### Exercise task:
Copy the data below word for word, keeping every line in its original order. Leave the pictures out of your copy.
━━━━━━━━━━━━━━━━━━━━━━━━━━━━━━
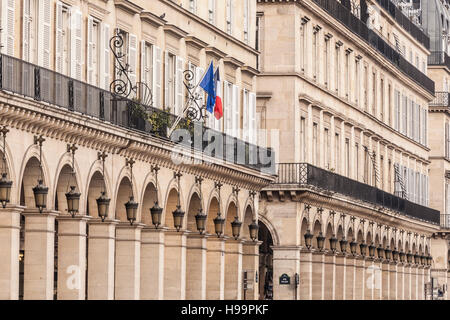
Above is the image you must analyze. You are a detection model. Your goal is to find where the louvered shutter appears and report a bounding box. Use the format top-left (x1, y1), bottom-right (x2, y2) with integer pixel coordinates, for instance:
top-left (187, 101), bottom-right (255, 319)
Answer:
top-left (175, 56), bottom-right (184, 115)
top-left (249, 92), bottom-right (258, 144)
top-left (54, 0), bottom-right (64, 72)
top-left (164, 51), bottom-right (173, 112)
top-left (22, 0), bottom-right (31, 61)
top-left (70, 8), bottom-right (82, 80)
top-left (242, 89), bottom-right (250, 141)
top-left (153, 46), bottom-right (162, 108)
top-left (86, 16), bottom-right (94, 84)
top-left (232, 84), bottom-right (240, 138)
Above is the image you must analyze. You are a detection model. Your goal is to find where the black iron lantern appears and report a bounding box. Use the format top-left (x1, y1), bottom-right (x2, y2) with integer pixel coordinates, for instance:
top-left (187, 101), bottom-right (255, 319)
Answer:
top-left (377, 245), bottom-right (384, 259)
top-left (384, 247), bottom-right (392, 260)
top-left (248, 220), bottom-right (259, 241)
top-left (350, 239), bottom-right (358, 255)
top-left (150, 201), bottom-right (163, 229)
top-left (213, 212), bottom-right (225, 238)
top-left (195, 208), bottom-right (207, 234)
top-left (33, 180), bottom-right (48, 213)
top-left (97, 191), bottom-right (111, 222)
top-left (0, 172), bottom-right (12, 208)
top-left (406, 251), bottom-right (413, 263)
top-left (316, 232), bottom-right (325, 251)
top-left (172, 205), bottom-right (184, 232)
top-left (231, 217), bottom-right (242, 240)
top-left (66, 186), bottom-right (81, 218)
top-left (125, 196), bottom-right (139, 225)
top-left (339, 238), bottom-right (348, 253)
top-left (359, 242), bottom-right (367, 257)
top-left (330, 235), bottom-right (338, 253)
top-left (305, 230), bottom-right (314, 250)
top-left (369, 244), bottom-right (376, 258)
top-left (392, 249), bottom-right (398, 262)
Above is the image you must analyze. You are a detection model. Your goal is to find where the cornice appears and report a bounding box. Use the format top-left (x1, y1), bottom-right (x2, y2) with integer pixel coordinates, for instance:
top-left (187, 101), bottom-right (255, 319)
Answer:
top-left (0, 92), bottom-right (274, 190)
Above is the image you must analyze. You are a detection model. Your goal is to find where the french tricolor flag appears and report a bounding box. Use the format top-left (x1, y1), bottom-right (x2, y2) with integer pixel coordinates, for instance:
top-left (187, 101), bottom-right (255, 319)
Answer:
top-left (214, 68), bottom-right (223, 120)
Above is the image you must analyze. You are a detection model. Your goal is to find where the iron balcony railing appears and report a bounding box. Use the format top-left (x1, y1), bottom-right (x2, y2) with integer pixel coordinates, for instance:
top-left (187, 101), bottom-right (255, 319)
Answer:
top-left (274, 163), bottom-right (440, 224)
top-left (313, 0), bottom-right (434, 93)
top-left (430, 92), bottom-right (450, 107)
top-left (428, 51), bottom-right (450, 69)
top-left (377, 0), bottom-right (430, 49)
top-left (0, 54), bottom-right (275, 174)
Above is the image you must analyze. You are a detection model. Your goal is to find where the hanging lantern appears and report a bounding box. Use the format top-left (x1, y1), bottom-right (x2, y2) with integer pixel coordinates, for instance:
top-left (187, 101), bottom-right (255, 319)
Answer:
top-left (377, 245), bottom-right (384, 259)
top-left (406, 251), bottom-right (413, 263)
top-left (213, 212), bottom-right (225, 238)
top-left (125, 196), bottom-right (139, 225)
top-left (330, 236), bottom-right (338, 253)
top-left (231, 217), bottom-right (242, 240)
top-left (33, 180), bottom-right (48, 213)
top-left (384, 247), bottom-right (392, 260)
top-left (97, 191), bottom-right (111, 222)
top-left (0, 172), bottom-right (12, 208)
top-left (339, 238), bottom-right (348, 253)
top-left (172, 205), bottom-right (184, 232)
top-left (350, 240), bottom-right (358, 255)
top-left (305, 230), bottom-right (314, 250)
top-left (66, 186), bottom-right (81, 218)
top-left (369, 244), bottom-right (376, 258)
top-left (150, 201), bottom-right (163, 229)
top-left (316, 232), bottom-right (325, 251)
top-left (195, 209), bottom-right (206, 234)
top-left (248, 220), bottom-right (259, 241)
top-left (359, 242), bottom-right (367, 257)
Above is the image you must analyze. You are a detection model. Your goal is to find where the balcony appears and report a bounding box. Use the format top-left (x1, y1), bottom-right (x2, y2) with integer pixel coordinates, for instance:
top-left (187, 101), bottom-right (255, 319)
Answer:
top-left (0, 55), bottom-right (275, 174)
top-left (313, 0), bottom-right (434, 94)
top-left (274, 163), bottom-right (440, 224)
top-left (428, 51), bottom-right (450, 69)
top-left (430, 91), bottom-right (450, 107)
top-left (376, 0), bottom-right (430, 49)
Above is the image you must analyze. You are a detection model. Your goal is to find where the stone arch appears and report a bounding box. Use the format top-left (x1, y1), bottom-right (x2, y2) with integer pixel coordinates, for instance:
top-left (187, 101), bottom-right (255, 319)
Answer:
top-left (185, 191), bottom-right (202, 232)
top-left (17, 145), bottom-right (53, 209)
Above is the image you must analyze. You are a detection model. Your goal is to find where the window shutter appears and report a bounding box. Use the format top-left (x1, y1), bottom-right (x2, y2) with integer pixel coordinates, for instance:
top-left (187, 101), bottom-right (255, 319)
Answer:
━━━━━━━━━━━━━━━━━━━━━━━━━━━━━━
### Correct result:
Above is the image you must analyze. You are a detection model. Your goal is to find where the louvered shutter appears and report a bounding box. Use the format top-left (x1, y1), bottom-right (x2, y2) with integer pixel coordinates, for instance:
top-left (187, 101), bottom-right (255, 319)
Answer:
top-left (175, 56), bottom-right (184, 115)
top-left (249, 92), bottom-right (258, 144)
top-left (54, 0), bottom-right (64, 72)
top-left (164, 51), bottom-right (173, 112)
top-left (22, 0), bottom-right (31, 61)
top-left (70, 8), bottom-right (82, 80)
top-left (242, 89), bottom-right (250, 141)
top-left (153, 46), bottom-right (162, 108)
top-left (86, 16), bottom-right (94, 84)
top-left (232, 84), bottom-right (240, 138)
Above is the image you must analyze. You are a detection model. Your goal is to find where the black iron lantern appears and report a bounding box. Use the format top-left (x1, y1), bottom-right (x2, y2) with integer pixel coordinates, for instance:
top-left (187, 101), bottom-right (255, 319)
Answer:
top-left (377, 245), bottom-right (384, 259)
top-left (384, 247), bottom-right (392, 260)
top-left (248, 220), bottom-right (259, 241)
top-left (350, 239), bottom-right (358, 255)
top-left (150, 201), bottom-right (163, 229)
top-left (213, 212), bottom-right (225, 238)
top-left (195, 208), bottom-right (207, 234)
top-left (33, 180), bottom-right (48, 213)
top-left (97, 191), bottom-right (111, 222)
top-left (0, 172), bottom-right (12, 208)
top-left (406, 251), bottom-right (413, 263)
top-left (316, 232), bottom-right (325, 251)
top-left (172, 205), bottom-right (184, 232)
top-left (231, 217), bottom-right (242, 240)
top-left (66, 186), bottom-right (81, 218)
top-left (125, 196), bottom-right (139, 225)
top-left (339, 238), bottom-right (348, 253)
top-left (359, 242), bottom-right (367, 257)
top-left (330, 235), bottom-right (338, 253)
top-left (305, 230), bottom-right (314, 250)
top-left (369, 244), bottom-right (376, 258)
top-left (392, 249), bottom-right (398, 262)
Above is the image you must analyze. You are a detection model. Your goal is to find where the cornice appears and report a bounding box. Use the format top-left (x1, y1), bottom-right (x2, y2) with integer pixel coordinates, for instance:
top-left (187, 101), bottom-right (255, 319)
Answer:
top-left (0, 92), bottom-right (274, 190)
Above is the image you must analyze. You are a detection model. Your goal is to find where the french tricolor flag appears and report a bounding box. Use the format top-left (x1, y1), bottom-right (x2, y2) with integer pixel coordinates, for instance:
top-left (187, 101), bottom-right (255, 319)
Answer:
top-left (214, 68), bottom-right (223, 120)
Above is the image you must analyze. You are a detection model. Your goal is to find where the iron balcony railing appears and report a bounding box. Use the format top-left (x1, y1), bottom-right (x2, y2) with integer pixel coordinates, for instance:
top-left (187, 101), bottom-right (255, 319)
Answer:
top-left (274, 163), bottom-right (440, 224)
top-left (313, 0), bottom-right (434, 93)
top-left (430, 92), bottom-right (450, 107)
top-left (428, 51), bottom-right (450, 69)
top-left (377, 0), bottom-right (430, 49)
top-left (0, 54), bottom-right (275, 174)
Above is the image you must analyze. You are a detection model. Your goal is to find where the hanging lantern appears and report a bounding box. Use the format top-left (x1, y1), bottom-right (x2, y2) with integer pixel coordinates, for instance:
top-left (187, 101), bottom-right (255, 319)
Answer:
top-left (377, 245), bottom-right (384, 259)
top-left (406, 251), bottom-right (413, 263)
top-left (213, 212), bottom-right (225, 238)
top-left (125, 196), bottom-right (139, 225)
top-left (330, 236), bottom-right (338, 253)
top-left (231, 217), bottom-right (242, 240)
top-left (33, 180), bottom-right (48, 213)
top-left (384, 247), bottom-right (392, 260)
top-left (97, 191), bottom-right (111, 222)
top-left (0, 172), bottom-right (12, 208)
top-left (339, 238), bottom-right (348, 253)
top-left (172, 205), bottom-right (184, 232)
top-left (350, 240), bottom-right (358, 255)
top-left (305, 230), bottom-right (314, 250)
top-left (66, 186), bottom-right (81, 218)
top-left (369, 244), bottom-right (376, 258)
top-left (150, 201), bottom-right (163, 229)
top-left (316, 232), bottom-right (325, 251)
top-left (195, 209), bottom-right (206, 234)
top-left (248, 220), bottom-right (259, 241)
top-left (359, 242), bottom-right (367, 257)
Above is the image you must analyze. You are a detection model. Your goal is to find where the balcony appears and report a bounding box. Use the format top-left (x1, y1), bottom-right (x2, y2) with integer pixel coordinates, for instance:
top-left (187, 101), bottom-right (255, 319)
Answer:
top-left (0, 55), bottom-right (275, 174)
top-left (313, 0), bottom-right (434, 94)
top-left (274, 163), bottom-right (440, 224)
top-left (428, 51), bottom-right (450, 69)
top-left (430, 91), bottom-right (450, 107)
top-left (376, 0), bottom-right (430, 49)
Above is the image you must analyze. You are a detection model. Your goal is to find where the stone arch appears and report a bounding box. Use the format top-left (x1, y1), bottom-right (x2, y2) with integer pixel coordinates, for instance:
top-left (187, 101), bottom-right (255, 319)
Answer:
top-left (185, 191), bottom-right (202, 232)
top-left (17, 145), bottom-right (53, 209)
Above is the image you must analyze. You are a detection model. Your goal is to find where the window shutter appears and report a bounding box. Use the format top-left (x1, y1), bottom-right (x2, y2) with integer pixel coordinates, for instance:
top-left (187, 101), bottom-right (255, 319)
Answer:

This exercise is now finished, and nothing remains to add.